Exercise aim: Write out the line that contains "Target: truck roof", then every following line to the end of the records below, with no other lines and no changes.

Start of Working data

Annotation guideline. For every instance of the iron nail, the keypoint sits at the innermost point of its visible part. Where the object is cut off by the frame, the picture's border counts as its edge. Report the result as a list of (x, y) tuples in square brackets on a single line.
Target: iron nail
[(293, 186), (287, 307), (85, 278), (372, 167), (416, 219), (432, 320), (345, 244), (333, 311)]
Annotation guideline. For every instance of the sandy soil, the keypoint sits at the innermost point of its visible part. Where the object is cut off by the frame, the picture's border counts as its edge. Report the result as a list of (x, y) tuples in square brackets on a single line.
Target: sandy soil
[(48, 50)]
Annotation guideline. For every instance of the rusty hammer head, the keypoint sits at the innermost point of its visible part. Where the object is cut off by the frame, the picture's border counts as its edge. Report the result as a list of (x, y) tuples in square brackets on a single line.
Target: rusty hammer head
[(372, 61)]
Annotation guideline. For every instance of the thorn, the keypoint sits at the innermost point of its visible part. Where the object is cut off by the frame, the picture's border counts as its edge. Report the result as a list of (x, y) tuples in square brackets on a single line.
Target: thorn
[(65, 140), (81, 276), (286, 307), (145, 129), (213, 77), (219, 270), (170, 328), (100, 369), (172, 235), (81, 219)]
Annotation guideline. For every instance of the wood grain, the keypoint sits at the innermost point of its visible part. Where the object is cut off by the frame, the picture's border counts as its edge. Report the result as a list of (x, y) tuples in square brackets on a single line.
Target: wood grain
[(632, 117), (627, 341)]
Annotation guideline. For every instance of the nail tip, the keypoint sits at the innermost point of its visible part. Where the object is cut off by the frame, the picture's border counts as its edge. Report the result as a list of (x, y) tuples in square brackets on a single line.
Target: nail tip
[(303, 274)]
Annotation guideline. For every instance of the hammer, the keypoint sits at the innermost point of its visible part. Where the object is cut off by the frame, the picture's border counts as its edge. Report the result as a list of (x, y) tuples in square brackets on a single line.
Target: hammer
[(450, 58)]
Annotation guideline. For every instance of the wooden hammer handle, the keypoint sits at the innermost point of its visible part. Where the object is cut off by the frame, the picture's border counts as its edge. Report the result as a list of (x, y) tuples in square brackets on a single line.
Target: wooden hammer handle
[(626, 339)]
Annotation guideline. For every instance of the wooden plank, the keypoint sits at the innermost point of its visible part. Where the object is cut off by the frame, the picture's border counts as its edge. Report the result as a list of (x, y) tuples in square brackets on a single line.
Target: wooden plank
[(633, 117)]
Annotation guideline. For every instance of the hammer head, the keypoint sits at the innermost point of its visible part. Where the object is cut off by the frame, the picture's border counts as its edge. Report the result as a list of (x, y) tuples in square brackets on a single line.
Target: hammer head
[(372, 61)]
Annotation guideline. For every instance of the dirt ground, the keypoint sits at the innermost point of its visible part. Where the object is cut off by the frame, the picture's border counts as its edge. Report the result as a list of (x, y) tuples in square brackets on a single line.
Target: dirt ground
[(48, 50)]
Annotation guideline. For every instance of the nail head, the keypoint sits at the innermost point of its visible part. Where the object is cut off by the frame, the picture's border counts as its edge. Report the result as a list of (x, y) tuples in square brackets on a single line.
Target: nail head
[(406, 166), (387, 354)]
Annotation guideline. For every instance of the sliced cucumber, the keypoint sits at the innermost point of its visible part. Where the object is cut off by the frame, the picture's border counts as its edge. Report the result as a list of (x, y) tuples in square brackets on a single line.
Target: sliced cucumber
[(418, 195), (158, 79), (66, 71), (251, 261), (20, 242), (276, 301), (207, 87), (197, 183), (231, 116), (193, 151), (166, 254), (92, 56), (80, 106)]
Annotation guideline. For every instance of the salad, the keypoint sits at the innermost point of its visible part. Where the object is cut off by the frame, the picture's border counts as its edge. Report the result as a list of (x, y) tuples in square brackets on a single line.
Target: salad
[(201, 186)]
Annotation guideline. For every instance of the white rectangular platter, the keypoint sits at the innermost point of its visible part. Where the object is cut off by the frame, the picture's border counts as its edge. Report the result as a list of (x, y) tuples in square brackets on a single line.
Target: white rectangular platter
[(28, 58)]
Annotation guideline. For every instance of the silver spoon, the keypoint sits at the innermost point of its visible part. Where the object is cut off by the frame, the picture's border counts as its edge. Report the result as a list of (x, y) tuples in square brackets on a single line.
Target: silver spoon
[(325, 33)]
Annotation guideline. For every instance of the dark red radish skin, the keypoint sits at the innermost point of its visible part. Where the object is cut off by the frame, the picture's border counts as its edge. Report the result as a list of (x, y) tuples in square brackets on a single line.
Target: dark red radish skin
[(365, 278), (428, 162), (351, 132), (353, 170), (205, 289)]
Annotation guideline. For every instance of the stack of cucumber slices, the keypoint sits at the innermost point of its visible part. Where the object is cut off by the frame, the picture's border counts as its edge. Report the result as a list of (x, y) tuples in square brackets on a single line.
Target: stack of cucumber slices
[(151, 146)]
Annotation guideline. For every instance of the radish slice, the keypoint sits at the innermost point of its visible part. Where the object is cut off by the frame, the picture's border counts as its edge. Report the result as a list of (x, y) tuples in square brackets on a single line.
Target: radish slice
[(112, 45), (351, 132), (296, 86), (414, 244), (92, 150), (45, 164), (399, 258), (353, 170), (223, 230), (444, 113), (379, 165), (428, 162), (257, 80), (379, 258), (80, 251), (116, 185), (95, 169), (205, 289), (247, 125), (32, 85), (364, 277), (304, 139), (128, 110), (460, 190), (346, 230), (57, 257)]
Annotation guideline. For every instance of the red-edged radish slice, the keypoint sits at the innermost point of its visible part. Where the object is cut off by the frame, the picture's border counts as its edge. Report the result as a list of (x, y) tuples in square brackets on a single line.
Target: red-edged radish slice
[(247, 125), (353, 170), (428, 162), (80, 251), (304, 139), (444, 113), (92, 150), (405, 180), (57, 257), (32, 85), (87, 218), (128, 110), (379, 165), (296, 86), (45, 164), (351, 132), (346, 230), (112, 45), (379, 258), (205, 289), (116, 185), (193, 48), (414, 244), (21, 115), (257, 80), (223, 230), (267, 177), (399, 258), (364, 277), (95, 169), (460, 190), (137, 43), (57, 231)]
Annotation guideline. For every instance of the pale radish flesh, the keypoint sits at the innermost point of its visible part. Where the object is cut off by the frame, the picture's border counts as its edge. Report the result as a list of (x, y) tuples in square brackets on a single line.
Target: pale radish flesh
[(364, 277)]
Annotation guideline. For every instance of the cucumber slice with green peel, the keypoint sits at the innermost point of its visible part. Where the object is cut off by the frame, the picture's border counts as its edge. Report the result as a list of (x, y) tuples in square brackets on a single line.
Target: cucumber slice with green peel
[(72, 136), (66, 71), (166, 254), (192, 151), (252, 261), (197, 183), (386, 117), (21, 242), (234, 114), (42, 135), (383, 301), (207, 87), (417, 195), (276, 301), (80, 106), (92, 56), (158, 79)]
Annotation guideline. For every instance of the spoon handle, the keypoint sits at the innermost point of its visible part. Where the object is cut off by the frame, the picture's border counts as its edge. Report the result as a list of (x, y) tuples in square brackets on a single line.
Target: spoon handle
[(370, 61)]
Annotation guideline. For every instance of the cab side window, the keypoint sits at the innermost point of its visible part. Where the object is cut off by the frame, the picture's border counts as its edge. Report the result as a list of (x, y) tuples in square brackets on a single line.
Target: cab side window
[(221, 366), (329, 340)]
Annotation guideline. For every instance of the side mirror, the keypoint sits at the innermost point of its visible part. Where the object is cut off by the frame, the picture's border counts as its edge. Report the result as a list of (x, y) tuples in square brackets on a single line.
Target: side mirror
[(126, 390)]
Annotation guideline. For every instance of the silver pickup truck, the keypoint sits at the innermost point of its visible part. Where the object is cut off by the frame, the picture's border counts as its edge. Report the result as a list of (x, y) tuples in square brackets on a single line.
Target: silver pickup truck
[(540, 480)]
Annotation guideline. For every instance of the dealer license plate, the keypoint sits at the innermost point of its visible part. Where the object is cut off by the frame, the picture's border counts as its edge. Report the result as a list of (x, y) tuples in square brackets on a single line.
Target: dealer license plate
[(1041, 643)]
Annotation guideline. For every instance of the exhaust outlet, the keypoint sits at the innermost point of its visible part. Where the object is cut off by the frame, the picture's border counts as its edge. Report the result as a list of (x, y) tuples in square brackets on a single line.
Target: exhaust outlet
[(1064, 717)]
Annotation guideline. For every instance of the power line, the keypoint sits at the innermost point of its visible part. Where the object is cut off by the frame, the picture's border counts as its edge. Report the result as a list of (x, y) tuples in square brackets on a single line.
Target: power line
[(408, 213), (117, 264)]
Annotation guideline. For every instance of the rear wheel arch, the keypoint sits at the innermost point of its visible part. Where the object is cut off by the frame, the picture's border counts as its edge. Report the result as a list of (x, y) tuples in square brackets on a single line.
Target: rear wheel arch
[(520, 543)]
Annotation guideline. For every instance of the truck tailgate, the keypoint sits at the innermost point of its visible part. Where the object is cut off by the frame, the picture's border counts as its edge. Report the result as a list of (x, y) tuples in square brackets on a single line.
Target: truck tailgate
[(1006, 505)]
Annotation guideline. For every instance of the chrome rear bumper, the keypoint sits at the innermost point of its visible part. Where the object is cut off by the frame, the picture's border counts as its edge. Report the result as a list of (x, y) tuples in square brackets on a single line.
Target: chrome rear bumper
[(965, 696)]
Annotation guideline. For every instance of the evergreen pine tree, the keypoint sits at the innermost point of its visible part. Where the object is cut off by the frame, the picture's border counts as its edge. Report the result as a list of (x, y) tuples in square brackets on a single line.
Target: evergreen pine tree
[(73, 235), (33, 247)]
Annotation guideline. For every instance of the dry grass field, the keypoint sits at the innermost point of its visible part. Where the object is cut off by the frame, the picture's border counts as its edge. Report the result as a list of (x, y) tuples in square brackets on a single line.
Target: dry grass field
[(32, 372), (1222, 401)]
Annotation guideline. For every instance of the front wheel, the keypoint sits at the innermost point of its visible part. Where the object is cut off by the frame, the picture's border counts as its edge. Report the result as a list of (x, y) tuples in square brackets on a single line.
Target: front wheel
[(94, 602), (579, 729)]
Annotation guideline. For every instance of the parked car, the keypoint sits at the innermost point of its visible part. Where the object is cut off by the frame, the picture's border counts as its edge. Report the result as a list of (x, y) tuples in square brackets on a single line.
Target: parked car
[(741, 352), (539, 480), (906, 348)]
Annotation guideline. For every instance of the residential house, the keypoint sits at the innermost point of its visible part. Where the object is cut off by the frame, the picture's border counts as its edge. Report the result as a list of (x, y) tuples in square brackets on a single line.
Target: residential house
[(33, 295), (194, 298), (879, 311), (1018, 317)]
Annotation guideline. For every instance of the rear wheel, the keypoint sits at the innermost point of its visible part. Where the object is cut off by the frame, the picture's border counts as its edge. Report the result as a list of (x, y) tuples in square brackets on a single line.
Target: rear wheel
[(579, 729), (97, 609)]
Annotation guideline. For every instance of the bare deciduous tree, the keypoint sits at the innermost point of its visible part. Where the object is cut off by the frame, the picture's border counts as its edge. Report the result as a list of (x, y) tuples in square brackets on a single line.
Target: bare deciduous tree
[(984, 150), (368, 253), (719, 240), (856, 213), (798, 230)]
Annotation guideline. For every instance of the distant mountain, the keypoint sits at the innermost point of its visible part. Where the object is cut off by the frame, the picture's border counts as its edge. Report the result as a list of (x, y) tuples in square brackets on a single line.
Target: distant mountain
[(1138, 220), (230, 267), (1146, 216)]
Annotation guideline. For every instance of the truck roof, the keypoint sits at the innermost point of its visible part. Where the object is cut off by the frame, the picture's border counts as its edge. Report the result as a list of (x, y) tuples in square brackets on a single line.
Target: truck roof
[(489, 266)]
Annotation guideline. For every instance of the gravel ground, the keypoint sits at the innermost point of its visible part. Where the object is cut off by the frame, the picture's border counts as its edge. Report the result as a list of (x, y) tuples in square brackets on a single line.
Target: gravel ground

End of Working data

Problem solution:
Target: truck roof
[(489, 266)]
Annotation guideline. For every instance of the gravel ground, the keypoint sits at the innermost point of its visible part. Where the object is cut off by the frame, the picture's border counts as its edge. Report the result as a list of (x, y) tuples in square brackets on a single line.
Target: gravel ground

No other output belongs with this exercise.